> _What the task requires_: Your answer must be the full listing below, repeated exactly.
*** Records Section Begins ***
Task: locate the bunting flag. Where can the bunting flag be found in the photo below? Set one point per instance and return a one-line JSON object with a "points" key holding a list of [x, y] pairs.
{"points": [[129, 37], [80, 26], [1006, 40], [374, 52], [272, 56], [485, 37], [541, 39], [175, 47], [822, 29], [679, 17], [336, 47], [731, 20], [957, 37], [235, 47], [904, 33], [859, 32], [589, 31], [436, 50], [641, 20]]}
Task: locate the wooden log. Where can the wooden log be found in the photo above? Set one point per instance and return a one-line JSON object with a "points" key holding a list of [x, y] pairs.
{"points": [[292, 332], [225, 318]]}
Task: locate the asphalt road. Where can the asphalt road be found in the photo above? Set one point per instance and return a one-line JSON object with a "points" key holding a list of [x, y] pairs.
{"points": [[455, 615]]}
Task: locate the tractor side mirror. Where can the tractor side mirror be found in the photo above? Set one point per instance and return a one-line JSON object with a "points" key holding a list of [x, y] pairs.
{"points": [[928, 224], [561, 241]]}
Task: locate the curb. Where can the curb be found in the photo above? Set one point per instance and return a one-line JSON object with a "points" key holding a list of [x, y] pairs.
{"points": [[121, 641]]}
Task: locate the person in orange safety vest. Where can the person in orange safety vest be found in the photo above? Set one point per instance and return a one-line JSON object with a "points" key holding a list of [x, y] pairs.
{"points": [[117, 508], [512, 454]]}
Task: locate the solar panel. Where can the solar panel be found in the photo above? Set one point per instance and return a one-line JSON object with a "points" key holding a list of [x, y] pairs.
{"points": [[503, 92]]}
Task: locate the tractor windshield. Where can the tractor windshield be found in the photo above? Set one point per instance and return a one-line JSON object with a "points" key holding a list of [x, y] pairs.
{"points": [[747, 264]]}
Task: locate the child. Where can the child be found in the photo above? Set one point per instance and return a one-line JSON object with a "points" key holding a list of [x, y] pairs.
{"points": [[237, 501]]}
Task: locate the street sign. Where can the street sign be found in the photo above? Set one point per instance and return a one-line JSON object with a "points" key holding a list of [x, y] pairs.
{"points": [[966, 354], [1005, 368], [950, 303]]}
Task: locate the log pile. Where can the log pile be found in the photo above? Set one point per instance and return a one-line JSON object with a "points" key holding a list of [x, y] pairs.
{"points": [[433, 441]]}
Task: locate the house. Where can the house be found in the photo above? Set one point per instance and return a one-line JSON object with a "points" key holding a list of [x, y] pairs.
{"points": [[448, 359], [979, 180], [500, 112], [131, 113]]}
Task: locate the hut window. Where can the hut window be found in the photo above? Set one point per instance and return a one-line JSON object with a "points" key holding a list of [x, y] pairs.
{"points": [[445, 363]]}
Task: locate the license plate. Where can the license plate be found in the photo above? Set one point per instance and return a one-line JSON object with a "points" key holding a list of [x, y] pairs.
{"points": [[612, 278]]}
*** Records Section Ends ***
> _Written response_:
Task: locate the bunting flag. Where can the bunting flag be found in the photo below? Set one point per instance and return a one-line JSON object with a "points" key holding a list of [x, y] pairs.
{"points": [[129, 37], [80, 26], [1006, 40], [374, 52], [272, 56], [485, 37], [541, 39], [175, 47], [822, 29], [679, 17], [336, 47], [731, 20], [957, 37], [235, 47], [904, 33], [859, 32], [589, 31], [436, 50], [641, 20]]}
Task: locate the wooden log. Where can the wooden log be found in the photo above? Set one point per instance and return a one-line JSON object with a "points" key holding a list of [x, y] pairs.
{"points": [[292, 332], [225, 318]]}
Task: locate the asphalt road. Where can the asphalt road be found in the photo above? Set one point per instance and return a one-line JSON object with a "points" key holding a list of [x, y] pairs.
{"points": [[455, 615]]}
Task: locate the tractor side mirror. Where can the tractor side mirror be found in the photo above? Set one point per instance and return a one-line JSON object with a "points" key holding a list of [x, y] pairs.
{"points": [[928, 224], [561, 241]]}
Task: locate the curb. Where can the curb be found in the photo above? Set one point per instance and return a one-line JSON object with a "points" key holding a list of [x, y] pairs.
{"points": [[121, 641]]}
Task: locate the person in orange safety vest. Where can the person in orange safety vest be found in the photo above? Set one point per instance and return a one-line JSON object with a "points" key holding a list of [x, y] pairs.
{"points": [[117, 508], [512, 454]]}
Task: locate the solar panel. Where can the solar panel be found in the photo above? Set one point per instance and return a one-line JSON object with a "points" key holding a list of [x, y] pairs.
{"points": [[503, 92]]}
Task: locate the tractor windshield. Where can the tractor windshield be found in the photo above? Set one point per instance and return a one-line JSON object with a "points" key holding a list of [x, y] pairs.
{"points": [[747, 264]]}
Task: locate the child. Where can the child be found in the photo above? Set one point per instance and return a one-line JSON object with a "points" key holding a list of [x, y] pairs.
{"points": [[237, 501]]}
Task: locate the street sign. Where can the street sign be found in the photo above? Set one point per instance and return a one-line JSON object with a "points" key holding a list of [x, y] pairs.
{"points": [[966, 354], [1005, 368], [950, 303]]}
Task: locate the log pile. Where can the log pile be found in the photo above? Set one point per instance and return a one-line JSON object with a "points" key holding a list of [x, y] pairs.
{"points": [[433, 441]]}
Task: locate the house. Where can the house be found in the photo above? Set one point per instance and return a one-line JSON object with a "points" key holding a list of [x, y] pairs.
{"points": [[448, 359], [979, 180], [500, 112], [131, 113]]}
Task: locate the hut window. Where can the hut window be found in the photo above? Set one point per instance and return a one-line JSON object with a "points" key holding a list of [x, y] pairs.
{"points": [[445, 363]]}
Task: locate the license plate. Where can the license plate be found in the photo above? Set one point per instance and return a one-line JSON object with a "points" key holding a list of [x, y] pairs.
{"points": [[612, 278]]}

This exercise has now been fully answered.